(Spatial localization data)
* * * * *
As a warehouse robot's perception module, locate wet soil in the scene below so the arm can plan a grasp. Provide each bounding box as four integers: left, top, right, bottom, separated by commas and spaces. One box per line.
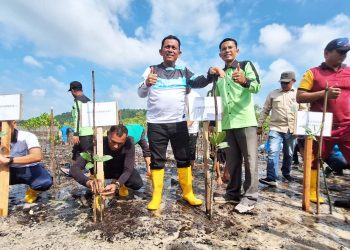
0, 143, 349, 250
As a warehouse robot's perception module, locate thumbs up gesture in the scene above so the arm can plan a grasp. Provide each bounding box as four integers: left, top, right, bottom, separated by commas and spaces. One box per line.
146, 66, 158, 87
231, 63, 246, 85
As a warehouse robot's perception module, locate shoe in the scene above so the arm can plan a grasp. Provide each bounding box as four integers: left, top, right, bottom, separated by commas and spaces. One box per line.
147, 169, 165, 210
235, 197, 256, 213
259, 177, 278, 187
283, 175, 294, 182
118, 185, 129, 197
24, 187, 38, 203
310, 169, 324, 203
59, 166, 71, 177
334, 199, 350, 208
214, 193, 240, 203
178, 167, 203, 206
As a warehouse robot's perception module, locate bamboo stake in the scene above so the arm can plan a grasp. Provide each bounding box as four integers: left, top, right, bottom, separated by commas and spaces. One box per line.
316, 82, 332, 214
302, 136, 313, 212
49, 107, 56, 187
92, 68, 98, 223
203, 122, 211, 216
0, 121, 11, 217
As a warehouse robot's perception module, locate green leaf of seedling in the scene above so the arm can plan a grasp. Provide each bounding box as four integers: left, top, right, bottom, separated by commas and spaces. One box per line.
85, 162, 94, 170
80, 152, 92, 161
93, 155, 113, 162
0, 131, 7, 137
209, 131, 226, 146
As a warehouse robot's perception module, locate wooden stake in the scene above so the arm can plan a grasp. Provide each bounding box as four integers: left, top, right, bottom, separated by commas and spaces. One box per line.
0, 121, 12, 217
96, 127, 105, 221
49, 107, 56, 187
302, 136, 313, 212
203, 121, 211, 216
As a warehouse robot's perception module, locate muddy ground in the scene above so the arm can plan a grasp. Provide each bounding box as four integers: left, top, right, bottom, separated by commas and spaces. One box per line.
0, 143, 349, 250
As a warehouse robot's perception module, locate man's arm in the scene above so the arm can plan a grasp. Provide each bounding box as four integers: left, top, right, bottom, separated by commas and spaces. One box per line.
138, 67, 154, 98
187, 67, 225, 88
296, 88, 341, 103
257, 94, 272, 134
0, 147, 42, 165
242, 61, 261, 94
116, 142, 135, 185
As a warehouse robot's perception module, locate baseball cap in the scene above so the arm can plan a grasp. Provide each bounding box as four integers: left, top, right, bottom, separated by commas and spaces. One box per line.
325, 38, 350, 52
279, 71, 295, 82
68, 81, 82, 91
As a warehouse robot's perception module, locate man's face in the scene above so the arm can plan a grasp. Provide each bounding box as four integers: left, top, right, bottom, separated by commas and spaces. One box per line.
108, 132, 127, 151
159, 39, 181, 65
325, 49, 347, 67
219, 41, 239, 63
280, 80, 294, 92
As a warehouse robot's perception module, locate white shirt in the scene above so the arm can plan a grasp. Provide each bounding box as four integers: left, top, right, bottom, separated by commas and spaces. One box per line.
10, 130, 41, 168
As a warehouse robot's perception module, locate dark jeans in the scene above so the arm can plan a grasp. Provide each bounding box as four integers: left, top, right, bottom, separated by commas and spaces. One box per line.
188, 133, 198, 161
10, 163, 53, 191
72, 135, 93, 160
147, 122, 190, 169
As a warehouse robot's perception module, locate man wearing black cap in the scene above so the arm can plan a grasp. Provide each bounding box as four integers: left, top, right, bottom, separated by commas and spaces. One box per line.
297, 37, 350, 203
258, 71, 307, 187
68, 81, 93, 161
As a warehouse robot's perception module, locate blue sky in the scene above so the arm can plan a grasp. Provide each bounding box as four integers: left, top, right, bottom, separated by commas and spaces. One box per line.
1, 0, 349, 119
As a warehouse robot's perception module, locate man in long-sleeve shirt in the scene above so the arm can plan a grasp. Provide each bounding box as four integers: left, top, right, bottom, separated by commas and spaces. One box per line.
138, 35, 225, 210
258, 71, 307, 187
70, 125, 143, 197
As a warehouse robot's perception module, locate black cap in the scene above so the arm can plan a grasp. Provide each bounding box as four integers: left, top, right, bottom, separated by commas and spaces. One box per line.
68, 81, 82, 92
325, 38, 350, 52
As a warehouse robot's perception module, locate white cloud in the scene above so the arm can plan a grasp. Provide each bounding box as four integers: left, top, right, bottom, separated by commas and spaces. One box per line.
23, 55, 43, 68
257, 14, 350, 67
261, 58, 297, 88
258, 24, 292, 55
31, 88, 45, 96
149, 0, 227, 43
109, 84, 147, 109
0, 1, 159, 70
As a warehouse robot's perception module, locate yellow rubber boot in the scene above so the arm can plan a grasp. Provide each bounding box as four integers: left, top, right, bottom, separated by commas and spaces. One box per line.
310, 169, 324, 203
24, 187, 38, 203
147, 169, 165, 210
178, 167, 203, 206
119, 185, 129, 197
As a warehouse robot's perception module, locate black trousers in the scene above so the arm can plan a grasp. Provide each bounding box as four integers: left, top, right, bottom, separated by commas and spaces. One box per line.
72, 135, 93, 160
105, 168, 143, 190
147, 121, 190, 169
188, 133, 198, 161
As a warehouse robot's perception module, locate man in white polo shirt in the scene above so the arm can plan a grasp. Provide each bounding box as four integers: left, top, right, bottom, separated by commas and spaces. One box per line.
0, 121, 52, 203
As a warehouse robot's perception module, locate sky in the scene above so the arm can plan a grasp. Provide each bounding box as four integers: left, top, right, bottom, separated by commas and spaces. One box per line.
1, 0, 350, 119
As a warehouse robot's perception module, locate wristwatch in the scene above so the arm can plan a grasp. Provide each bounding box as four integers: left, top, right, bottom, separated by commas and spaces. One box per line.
114, 181, 121, 190
8, 157, 14, 165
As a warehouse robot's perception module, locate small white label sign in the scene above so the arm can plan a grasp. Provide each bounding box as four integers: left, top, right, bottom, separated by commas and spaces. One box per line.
188, 97, 222, 121
0, 94, 22, 121
81, 101, 118, 127
295, 111, 333, 137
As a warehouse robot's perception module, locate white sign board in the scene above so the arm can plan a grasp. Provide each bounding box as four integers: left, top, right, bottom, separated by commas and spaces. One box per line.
0, 94, 22, 121
188, 97, 222, 121
81, 102, 118, 127
295, 111, 333, 137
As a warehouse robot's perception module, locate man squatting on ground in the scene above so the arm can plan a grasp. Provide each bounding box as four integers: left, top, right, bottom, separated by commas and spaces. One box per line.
216, 38, 260, 213
138, 35, 225, 210
70, 124, 143, 197
297, 37, 350, 203
0, 121, 52, 203
258, 71, 307, 187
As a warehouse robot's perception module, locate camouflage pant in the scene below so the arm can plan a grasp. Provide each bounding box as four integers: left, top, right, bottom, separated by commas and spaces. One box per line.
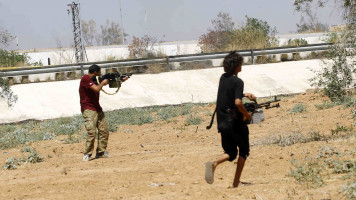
82, 109, 109, 156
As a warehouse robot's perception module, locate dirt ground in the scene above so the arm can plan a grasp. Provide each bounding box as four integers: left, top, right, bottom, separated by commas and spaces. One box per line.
0, 91, 355, 200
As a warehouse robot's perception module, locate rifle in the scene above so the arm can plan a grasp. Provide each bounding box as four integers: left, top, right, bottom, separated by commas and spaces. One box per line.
92, 72, 132, 88
206, 96, 280, 129
91, 72, 133, 95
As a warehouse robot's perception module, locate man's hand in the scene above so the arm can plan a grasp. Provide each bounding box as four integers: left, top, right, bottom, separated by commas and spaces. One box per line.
245, 112, 253, 121
101, 79, 109, 86
244, 93, 256, 101
121, 77, 129, 82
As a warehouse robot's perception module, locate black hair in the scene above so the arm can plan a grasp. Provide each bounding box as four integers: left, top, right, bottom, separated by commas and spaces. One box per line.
88, 64, 101, 74
223, 51, 243, 75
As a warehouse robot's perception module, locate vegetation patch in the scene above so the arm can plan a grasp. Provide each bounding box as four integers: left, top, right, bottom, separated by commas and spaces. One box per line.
258, 131, 327, 147
3, 147, 44, 170
290, 157, 324, 188
290, 145, 355, 194
291, 103, 307, 114
0, 103, 200, 150
314, 101, 336, 110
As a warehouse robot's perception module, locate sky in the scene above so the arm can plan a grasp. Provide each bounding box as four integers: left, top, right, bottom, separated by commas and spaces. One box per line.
0, 0, 344, 50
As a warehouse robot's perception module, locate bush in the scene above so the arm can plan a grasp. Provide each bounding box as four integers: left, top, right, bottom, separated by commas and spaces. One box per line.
157, 104, 193, 121
3, 147, 44, 170
291, 103, 307, 114
128, 35, 158, 58
290, 158, 324, 188
3, 157, 22, 170
199, 13, 277, 53
260, 131, 327, 147
343, 182, 356, 200
314, 101, 336, 110
331, 124, 353, 136
0, 78, 18, 107
287, 38, 308, 46
0, 49, 29, 67
184, 114, 202, 126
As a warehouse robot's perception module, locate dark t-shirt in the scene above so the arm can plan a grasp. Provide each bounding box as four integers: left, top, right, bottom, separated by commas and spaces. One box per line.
79, 75, 102, 113
216, 73, 244, 131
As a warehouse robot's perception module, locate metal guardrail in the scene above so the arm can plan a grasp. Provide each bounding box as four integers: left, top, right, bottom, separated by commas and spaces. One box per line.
0, 43, 332, 77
* * * * *
Work task:
Only the lines from the one containing "As a warehouse robot's perception module, locate metal" through the last line of the records above are to be reproduced, exactly and with both ends included.

Solution to this problem:
As a warehouse robot's perception module, locate metal guardrail in the scene above so the arm can plan a grasp. Provide each bounding box as four integers: left, top, right, bottom, separated by commas and spaces. One box per line.
0, 43, 332, 77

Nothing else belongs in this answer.